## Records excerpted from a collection
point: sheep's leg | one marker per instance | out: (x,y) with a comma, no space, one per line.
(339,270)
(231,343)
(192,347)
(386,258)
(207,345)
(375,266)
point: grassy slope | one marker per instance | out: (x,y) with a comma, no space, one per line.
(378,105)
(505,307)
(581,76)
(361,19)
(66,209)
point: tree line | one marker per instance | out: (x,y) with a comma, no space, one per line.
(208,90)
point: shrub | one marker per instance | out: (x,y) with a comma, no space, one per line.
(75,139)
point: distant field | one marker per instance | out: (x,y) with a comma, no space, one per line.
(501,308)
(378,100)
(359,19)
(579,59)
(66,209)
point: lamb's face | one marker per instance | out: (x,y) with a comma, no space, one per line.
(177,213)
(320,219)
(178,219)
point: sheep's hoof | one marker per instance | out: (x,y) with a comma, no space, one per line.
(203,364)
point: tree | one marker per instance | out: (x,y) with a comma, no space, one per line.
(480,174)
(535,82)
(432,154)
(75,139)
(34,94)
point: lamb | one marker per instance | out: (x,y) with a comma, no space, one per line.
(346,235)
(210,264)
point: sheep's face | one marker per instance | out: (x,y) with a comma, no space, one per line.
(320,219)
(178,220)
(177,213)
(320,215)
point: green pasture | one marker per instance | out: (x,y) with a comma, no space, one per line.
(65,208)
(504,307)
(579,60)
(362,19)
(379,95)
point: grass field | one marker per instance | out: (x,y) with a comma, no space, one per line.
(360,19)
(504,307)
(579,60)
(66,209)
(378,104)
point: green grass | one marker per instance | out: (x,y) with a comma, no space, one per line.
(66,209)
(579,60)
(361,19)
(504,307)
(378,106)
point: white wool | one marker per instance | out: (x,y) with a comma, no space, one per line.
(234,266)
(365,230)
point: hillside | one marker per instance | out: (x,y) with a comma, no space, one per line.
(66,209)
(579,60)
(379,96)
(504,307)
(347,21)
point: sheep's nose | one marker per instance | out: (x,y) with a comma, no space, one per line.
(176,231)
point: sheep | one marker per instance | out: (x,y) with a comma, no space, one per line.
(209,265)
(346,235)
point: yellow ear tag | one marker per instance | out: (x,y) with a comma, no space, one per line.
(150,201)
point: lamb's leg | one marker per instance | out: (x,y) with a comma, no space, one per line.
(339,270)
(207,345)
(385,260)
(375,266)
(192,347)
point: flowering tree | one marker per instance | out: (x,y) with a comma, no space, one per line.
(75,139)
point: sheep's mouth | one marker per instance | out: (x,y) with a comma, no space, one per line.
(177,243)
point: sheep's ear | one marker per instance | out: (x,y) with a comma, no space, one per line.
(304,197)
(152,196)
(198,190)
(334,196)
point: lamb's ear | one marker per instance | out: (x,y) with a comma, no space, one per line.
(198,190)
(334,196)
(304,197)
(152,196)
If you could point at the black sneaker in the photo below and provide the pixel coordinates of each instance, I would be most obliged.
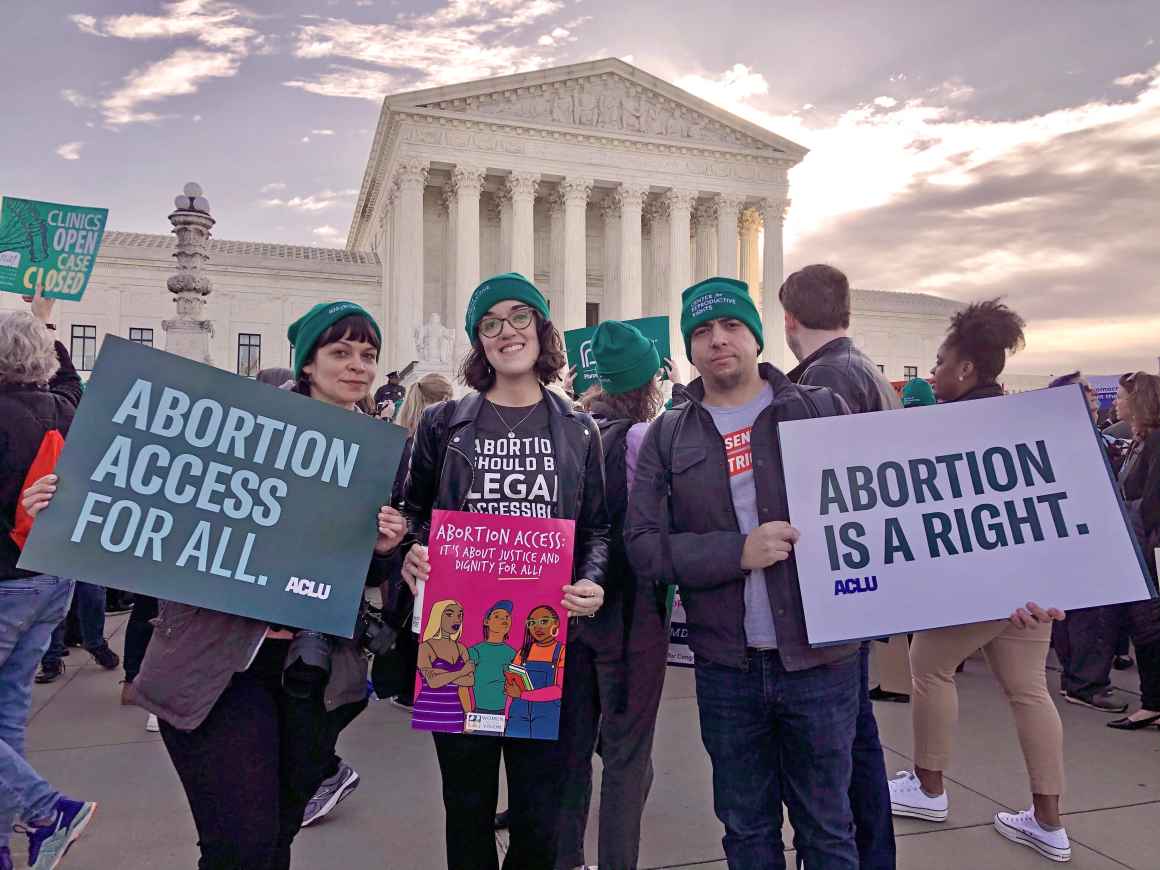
(50, 672)
(1103, 702)
(107, 659)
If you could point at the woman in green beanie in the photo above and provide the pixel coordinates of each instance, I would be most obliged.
(251, 754)
(616, 660)
(552, 466)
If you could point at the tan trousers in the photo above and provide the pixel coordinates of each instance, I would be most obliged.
(1017, 658)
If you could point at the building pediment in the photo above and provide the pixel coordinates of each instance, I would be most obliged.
(606, 95)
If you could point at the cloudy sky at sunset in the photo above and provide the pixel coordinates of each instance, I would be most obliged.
(966, 150)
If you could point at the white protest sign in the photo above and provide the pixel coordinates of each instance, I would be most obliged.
(954, 514)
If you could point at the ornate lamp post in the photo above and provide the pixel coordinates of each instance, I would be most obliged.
(189, 333)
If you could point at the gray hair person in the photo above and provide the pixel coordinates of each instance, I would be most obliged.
(28, 354)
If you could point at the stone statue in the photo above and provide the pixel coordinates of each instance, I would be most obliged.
(562, 108)
(434, 342)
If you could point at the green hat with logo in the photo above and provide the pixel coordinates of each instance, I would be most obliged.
(509, 285)
(624, 357)
(716, 298)
(305, 331)
(916, 392)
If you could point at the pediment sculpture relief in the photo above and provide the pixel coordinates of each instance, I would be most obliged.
(604, 103)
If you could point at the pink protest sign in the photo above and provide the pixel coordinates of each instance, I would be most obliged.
(492, 631)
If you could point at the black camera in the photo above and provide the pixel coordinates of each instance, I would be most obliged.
(307, 665)
(372, 635)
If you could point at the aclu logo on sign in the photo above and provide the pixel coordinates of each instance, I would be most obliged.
(854, 585)
(309, 588)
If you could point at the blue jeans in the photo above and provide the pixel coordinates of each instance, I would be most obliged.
(776, 736)
(869, 792)
(30, 608)
(91, 618)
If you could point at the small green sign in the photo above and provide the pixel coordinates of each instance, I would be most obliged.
(578, 343)
(48, 246)
(190, 484)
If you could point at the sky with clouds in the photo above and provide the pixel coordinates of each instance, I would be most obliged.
(968, 150)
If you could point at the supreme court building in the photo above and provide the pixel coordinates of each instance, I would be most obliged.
(610, 188)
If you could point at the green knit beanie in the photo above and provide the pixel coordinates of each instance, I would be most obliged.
(918, 392)
(716, 298)
(624, 357)
(509, 285)
(305, 331)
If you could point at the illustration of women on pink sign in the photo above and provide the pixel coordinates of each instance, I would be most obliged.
(446, 672)
(535, 679)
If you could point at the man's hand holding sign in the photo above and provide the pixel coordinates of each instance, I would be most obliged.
(955, 514)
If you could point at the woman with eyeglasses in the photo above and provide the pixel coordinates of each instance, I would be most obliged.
(513, 448)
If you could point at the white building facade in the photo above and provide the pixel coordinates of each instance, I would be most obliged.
(611, 189)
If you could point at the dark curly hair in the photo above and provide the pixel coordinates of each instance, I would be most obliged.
(639, 405)
(984, 333)
(479, 375)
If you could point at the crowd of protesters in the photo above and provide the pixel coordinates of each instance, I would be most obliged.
(251, 724)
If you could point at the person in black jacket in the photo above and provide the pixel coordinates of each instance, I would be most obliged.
(817, 302)
(709, 512)
(38, 394)
(616, 661)
(515, 350)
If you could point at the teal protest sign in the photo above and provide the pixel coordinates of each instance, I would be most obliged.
(190, 484)
(578, 343)
(48, 246)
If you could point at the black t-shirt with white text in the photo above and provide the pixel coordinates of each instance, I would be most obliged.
(515, 463)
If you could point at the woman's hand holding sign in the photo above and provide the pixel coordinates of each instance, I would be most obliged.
(391, 529)
(37, 497)
(582, 597)
(415, 567)
(1034, 615)
(768, 544)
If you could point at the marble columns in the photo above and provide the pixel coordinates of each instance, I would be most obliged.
(469, 181)
(575, 252)
(727, 210)
(408, 265)
(773, 314)
(522, 194)
(631, 198)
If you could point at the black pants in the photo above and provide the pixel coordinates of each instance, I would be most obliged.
(1147, 660)
(470, 767)
(249, 769)
(138, 632)
(1086, 644)
(594, 687)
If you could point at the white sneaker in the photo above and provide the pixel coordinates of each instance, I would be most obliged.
(1024, 828)
(907, 798)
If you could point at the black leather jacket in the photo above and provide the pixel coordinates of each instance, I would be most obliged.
(443, 466)
(850, 374)
(681, 492)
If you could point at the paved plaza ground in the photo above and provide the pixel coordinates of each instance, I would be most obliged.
(84, 741)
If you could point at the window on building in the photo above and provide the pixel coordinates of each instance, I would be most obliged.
(82, 347)
(249, 354)
(142, 336)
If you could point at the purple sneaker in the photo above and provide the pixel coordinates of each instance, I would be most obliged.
(48, 843)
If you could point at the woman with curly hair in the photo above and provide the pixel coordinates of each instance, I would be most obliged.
(1138, 401)
(968, 367)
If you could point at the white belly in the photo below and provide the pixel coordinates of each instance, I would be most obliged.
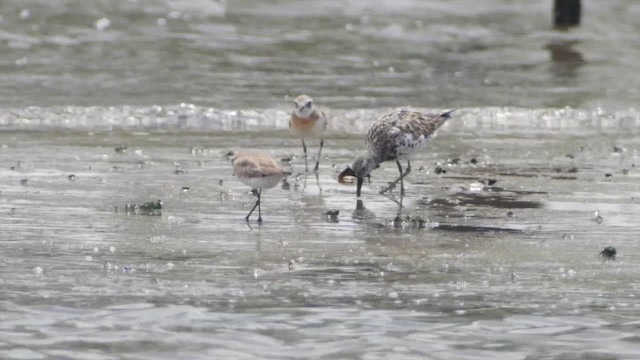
(264, 182)
(408, 145)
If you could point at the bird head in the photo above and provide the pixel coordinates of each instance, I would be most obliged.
(303, 106)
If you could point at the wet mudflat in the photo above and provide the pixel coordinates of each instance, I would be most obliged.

## Problem to solve
The expected output is the lines from the one holding "If you could point at the bird" through the last line of the data, exactly as they appear, with nothing before or after.

## Your response
If you could point at the bird head in the photo above and provide the pixel coordinates of each instance, I would be most obliged.
(303, 106)
If you could point at the wet mudflat in the photo above and provide the pixel coordinates of each instance, I would be most obliged.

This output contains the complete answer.